*YOUR TASK:*
Gather every line of the material below that contains the string "vertices".
>> begin
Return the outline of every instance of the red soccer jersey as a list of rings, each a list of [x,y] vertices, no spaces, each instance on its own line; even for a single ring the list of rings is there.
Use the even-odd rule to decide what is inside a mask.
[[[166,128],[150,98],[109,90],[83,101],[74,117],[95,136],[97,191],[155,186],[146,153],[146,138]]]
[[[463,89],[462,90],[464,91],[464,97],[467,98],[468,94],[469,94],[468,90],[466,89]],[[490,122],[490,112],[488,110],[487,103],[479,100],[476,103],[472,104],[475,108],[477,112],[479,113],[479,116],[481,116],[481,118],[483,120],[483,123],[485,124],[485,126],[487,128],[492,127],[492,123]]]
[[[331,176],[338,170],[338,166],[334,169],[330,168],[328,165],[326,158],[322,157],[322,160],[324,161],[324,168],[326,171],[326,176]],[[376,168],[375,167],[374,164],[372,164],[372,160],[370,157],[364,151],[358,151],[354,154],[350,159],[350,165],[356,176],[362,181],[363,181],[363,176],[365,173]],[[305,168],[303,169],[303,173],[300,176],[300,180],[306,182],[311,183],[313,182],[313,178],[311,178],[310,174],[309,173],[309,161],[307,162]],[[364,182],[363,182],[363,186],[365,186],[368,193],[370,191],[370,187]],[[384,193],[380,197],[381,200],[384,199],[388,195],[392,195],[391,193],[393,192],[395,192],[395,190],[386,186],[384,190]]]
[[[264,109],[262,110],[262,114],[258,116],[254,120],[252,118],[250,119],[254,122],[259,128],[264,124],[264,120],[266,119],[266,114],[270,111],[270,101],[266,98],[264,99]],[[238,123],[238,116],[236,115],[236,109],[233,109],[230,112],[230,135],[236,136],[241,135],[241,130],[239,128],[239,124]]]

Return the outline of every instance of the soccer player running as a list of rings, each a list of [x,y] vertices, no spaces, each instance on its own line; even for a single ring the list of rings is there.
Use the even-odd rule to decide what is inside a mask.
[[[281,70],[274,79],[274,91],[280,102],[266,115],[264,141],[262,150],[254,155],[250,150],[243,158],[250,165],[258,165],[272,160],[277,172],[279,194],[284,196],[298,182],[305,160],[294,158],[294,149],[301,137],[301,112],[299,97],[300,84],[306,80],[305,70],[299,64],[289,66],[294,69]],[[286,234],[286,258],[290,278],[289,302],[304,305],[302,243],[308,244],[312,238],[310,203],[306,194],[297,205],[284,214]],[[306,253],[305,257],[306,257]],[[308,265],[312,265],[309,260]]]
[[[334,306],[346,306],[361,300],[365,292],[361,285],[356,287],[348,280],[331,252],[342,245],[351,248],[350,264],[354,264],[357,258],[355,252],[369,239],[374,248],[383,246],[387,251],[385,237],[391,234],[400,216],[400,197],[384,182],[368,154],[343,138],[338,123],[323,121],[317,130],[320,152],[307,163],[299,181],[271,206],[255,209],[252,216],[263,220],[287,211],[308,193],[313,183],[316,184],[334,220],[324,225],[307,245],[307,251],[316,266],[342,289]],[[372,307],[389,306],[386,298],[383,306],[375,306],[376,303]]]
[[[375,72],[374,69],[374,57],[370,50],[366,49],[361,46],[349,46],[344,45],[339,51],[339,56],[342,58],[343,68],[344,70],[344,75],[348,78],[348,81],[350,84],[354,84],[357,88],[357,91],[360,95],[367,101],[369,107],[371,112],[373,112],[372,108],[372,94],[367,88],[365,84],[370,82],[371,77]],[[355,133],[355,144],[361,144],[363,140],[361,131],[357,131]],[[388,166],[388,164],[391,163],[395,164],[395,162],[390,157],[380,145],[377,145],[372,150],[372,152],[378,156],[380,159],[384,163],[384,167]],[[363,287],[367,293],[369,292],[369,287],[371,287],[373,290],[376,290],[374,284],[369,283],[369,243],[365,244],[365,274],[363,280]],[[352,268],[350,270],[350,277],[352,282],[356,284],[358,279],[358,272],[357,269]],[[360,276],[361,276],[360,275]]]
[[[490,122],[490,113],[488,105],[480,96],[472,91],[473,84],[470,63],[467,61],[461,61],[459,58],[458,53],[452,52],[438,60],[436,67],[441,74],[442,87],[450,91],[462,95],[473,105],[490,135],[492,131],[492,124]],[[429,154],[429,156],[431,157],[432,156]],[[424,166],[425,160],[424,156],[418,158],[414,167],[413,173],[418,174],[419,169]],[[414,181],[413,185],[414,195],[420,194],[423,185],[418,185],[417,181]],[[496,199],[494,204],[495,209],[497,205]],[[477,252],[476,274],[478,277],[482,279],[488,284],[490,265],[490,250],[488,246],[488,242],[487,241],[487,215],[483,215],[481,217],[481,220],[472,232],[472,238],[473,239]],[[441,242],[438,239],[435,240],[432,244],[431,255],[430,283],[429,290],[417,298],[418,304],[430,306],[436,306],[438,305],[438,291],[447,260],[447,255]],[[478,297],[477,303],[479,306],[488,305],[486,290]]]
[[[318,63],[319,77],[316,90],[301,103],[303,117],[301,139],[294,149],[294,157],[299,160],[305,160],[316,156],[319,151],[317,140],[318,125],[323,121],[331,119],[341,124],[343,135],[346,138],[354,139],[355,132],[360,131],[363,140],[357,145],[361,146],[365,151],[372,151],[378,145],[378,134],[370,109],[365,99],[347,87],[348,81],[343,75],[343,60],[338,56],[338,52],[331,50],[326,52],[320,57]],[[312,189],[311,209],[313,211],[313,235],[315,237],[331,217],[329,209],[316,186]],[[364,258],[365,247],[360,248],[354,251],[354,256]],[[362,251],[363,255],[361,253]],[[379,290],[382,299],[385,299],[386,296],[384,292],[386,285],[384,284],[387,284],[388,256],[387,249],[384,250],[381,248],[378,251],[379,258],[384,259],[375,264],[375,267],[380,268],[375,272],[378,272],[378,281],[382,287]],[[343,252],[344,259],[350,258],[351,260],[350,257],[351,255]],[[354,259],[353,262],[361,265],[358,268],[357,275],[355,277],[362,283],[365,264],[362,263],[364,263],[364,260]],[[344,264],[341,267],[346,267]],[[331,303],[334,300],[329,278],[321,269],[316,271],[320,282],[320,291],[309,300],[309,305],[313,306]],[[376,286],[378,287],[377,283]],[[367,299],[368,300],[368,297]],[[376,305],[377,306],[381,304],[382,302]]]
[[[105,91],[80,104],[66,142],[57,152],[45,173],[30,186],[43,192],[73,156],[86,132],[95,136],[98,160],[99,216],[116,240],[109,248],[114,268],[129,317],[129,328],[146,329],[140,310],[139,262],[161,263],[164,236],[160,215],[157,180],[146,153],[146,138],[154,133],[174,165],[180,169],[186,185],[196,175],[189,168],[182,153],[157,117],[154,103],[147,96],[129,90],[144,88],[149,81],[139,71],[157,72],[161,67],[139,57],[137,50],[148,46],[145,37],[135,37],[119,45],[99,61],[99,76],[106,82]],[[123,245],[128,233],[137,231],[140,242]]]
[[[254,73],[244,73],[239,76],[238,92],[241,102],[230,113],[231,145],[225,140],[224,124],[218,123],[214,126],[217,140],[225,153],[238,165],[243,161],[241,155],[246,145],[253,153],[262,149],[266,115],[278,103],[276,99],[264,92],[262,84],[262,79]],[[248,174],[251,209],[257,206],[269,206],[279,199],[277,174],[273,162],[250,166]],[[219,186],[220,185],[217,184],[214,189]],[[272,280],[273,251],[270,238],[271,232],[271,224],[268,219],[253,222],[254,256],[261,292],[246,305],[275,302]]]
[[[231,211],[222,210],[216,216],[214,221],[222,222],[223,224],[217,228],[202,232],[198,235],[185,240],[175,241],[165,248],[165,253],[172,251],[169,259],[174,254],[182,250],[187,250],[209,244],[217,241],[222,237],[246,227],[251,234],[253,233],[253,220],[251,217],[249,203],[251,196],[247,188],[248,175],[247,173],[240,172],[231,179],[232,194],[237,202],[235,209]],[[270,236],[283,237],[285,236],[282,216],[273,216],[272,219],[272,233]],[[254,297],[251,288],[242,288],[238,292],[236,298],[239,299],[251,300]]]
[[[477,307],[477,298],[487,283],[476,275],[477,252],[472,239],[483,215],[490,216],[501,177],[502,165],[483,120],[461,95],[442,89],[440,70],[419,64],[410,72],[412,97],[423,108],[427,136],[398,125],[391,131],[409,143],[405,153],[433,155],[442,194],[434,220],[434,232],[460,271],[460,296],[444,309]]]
>> end
*WRITTEN RESPONSE:*
Return the outline of every instance of the red soccer jersey as a list of rings, each a list of [x,y] vertices, no spaces, each instance on its own line; even for a single ring the list of rings is there.
Return the outline of every instance of the soccer player running as a list of rings, each a list of [x,y] vertices, no spaces, each instance on its own line; even for a single ring the list of rings is there.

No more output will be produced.